-- Begin --
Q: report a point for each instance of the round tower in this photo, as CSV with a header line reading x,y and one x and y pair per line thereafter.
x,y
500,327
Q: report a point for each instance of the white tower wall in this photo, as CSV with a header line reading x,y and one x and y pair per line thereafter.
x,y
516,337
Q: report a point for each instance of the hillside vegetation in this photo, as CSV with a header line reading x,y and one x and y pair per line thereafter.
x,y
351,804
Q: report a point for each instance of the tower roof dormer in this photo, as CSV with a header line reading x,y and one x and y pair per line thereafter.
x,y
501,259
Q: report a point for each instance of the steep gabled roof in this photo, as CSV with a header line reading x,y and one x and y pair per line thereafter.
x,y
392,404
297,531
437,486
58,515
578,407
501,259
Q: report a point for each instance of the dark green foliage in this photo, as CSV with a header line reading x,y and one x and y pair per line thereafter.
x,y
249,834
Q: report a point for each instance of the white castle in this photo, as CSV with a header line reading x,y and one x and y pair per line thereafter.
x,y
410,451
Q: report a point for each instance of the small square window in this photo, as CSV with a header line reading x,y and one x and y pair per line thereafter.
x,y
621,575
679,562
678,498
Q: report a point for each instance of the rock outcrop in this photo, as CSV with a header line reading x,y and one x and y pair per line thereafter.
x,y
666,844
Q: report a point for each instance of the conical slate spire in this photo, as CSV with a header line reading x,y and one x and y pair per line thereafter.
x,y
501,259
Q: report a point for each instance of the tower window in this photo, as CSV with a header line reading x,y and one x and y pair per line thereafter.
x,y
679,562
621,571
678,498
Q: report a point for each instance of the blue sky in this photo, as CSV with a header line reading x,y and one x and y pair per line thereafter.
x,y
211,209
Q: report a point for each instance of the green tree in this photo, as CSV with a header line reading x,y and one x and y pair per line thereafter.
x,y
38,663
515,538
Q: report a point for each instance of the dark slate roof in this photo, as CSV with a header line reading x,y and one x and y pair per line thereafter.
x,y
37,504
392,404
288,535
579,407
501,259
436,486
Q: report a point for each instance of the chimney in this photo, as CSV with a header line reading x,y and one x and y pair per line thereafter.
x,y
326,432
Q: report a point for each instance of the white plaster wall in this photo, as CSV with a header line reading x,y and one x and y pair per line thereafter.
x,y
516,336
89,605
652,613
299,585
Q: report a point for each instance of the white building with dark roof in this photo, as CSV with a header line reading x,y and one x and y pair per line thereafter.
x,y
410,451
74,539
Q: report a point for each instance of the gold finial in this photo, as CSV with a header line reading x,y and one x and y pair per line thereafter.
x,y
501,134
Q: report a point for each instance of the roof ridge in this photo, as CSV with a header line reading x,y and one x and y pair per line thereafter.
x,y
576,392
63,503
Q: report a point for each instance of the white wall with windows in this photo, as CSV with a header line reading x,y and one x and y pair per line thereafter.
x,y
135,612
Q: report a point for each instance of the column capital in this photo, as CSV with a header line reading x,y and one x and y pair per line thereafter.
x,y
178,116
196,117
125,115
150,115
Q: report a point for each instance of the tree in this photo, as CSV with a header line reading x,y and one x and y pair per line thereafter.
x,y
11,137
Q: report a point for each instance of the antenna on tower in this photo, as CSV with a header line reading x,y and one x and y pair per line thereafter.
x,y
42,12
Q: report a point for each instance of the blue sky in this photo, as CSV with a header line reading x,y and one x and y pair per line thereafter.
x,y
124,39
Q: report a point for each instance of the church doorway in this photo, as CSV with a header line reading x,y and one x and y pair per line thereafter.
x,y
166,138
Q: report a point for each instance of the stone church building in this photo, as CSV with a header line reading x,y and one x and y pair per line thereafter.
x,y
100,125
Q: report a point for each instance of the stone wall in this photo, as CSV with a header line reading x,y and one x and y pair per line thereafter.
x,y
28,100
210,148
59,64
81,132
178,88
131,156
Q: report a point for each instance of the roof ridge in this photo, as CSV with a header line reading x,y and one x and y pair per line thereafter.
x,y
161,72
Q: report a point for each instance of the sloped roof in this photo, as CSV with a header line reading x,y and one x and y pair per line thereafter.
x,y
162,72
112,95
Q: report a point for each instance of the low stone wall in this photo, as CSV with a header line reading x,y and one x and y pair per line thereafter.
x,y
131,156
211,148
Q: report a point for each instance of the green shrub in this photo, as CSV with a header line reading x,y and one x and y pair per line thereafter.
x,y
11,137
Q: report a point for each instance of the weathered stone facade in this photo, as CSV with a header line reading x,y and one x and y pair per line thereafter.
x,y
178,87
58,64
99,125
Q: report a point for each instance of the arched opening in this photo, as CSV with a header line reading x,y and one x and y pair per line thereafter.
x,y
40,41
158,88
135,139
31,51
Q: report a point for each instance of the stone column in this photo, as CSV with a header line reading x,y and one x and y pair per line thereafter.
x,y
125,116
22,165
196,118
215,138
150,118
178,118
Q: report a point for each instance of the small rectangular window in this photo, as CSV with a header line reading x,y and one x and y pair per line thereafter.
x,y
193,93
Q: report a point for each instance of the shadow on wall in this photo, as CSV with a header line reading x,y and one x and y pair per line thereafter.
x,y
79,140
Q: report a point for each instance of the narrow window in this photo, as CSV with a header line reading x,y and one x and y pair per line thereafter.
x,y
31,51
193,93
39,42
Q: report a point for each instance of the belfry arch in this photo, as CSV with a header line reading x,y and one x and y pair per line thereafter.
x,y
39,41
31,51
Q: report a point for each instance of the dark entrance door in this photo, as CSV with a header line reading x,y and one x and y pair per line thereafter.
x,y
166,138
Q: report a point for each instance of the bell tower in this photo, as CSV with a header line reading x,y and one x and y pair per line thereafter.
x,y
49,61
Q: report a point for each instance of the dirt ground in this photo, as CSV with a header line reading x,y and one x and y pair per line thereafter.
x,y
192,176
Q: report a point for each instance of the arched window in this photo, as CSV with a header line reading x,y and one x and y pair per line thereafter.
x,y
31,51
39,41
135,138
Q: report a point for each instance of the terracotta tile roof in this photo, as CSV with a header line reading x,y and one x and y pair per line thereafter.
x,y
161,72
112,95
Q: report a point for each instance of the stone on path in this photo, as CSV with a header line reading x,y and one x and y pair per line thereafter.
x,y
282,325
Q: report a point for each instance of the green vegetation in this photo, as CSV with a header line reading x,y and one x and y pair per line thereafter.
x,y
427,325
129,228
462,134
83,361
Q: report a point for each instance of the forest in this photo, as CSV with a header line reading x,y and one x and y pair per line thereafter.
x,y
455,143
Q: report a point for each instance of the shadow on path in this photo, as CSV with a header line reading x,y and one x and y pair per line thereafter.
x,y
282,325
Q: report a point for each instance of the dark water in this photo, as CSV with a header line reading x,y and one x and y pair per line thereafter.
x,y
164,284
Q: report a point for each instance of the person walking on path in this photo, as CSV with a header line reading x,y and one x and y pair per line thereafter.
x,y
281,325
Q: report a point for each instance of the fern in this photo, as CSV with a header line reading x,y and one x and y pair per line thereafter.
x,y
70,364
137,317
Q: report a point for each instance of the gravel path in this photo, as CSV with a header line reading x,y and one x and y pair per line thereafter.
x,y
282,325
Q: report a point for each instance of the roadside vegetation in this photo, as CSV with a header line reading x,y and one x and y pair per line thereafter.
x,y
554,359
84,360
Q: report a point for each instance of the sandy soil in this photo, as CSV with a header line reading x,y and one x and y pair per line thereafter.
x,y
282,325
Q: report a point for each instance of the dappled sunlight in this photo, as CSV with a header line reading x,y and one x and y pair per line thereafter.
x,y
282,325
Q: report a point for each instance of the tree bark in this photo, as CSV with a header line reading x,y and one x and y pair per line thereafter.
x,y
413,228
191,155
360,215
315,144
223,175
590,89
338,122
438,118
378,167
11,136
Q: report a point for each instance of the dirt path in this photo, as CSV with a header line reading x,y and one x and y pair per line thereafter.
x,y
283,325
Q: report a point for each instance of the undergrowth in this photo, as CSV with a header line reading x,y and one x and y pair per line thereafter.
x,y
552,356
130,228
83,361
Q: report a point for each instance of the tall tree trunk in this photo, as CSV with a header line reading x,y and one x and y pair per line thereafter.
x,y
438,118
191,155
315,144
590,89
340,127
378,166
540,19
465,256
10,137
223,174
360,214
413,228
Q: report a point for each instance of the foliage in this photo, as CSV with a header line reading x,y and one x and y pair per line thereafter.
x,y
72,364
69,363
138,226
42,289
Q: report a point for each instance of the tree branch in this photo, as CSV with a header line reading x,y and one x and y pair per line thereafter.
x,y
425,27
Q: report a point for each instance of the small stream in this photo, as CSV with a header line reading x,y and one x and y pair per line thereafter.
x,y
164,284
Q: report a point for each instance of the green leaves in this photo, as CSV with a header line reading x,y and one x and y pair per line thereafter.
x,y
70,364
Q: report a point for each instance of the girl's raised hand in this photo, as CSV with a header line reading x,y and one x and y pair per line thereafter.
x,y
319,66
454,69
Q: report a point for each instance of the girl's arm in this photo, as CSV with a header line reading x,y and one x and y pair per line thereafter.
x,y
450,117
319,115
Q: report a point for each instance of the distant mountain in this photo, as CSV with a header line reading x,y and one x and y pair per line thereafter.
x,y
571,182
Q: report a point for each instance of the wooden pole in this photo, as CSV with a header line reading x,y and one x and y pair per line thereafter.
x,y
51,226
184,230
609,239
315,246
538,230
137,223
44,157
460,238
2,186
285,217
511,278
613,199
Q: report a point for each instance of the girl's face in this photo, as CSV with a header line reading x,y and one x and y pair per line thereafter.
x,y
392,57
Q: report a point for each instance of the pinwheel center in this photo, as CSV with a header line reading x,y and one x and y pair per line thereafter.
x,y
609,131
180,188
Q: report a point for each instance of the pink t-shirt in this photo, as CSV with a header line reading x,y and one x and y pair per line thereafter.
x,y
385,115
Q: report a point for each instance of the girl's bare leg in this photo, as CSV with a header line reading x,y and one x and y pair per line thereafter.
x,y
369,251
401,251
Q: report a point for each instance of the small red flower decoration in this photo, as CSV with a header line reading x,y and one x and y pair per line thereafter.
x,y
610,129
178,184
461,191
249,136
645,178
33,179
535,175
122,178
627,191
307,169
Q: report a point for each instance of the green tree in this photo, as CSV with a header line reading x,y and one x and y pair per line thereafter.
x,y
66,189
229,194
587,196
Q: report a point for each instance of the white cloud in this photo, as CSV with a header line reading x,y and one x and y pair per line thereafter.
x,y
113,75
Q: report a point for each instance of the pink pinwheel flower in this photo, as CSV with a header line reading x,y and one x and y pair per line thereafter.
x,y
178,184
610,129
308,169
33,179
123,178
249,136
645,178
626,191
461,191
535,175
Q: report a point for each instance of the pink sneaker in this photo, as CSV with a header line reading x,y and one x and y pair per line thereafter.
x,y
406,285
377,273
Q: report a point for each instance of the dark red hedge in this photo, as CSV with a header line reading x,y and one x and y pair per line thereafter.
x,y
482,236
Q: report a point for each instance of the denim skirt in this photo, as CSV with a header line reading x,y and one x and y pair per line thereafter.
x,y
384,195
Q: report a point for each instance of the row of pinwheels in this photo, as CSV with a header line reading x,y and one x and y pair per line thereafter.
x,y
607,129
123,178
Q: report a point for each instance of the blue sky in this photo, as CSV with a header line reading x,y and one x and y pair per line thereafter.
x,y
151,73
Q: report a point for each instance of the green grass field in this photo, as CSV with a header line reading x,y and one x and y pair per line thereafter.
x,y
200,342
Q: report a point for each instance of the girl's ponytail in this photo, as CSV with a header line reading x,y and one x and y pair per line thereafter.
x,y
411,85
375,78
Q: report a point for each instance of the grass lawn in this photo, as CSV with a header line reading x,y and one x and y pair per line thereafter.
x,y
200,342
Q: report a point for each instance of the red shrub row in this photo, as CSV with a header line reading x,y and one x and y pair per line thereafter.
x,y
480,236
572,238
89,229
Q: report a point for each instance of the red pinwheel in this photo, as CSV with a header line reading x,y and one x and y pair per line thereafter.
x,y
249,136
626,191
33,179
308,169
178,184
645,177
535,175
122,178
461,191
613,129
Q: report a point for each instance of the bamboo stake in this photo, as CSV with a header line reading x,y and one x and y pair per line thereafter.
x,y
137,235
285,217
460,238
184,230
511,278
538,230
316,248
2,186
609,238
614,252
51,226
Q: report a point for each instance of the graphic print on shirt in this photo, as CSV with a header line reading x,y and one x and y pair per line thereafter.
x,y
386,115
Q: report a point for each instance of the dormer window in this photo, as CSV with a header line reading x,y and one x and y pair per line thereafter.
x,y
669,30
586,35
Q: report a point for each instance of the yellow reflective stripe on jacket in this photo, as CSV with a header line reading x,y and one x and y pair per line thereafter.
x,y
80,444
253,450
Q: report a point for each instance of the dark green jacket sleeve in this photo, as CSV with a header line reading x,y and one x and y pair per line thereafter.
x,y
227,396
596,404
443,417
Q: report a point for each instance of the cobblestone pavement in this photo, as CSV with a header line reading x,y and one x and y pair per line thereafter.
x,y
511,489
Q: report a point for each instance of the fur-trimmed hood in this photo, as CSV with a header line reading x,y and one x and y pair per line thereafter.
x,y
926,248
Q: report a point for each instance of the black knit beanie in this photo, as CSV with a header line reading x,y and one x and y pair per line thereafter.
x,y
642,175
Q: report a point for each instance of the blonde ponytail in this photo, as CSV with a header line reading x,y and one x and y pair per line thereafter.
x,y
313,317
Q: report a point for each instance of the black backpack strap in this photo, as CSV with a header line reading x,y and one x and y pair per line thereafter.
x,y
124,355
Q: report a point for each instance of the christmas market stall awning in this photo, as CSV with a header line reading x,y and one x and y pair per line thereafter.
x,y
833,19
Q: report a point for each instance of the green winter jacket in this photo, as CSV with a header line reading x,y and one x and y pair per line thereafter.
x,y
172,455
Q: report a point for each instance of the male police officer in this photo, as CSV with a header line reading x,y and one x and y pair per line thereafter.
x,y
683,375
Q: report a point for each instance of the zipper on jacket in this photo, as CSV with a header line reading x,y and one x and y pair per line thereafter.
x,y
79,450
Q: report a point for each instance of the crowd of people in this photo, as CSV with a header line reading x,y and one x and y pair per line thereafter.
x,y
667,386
-- End --
## Short task
Copy exactly, word for word, the line with "Q: report a point for each instance of the black knit" through the final line of the listing.

## Written answer
Q: report a point for each instance of the black knit beanie in this photo, as CSV with a header line reading x,y and one x and y pair per line thereafter.
x,y
642,175
Q: report a point for each instance of the blonde ponytail in this photo, as CSV with a header line reading x,y and one x and y pair per line thereafter.
x,y
313,317
Q: report a point for each instance of the black backpack strap in this photo, as CSV with a header line reading x,y and one x and y pair per line thereafter.
x,y
124,355
Q: report a point for each instance of the christmas market stall awning in this photo, as CSV with a header line reading x,y and one x and y pair per line thereafter.
x,y
833,19
Q: report a point for each instance of the green winter jacket in this photo, as CSV with a header line reading x,y and one x and y pair per line thereafter.
x,y
172,455
Q: report a point for each instance of the male police officer in this photo, as CSV with a header line reading x,y and one x and y pair per line thereafter.
x,y
683,375
Q: report a point for each instance of the zipper on jacket in this photo, as CSV with a header line reading x,y and one x and y pair per line thereafter.
x,y
79,450
Q: report a point for each instance of the crowd of people in this photo, as CSV with a header line reading x,y and one x and y pair per line thereafter.
x,y
667,386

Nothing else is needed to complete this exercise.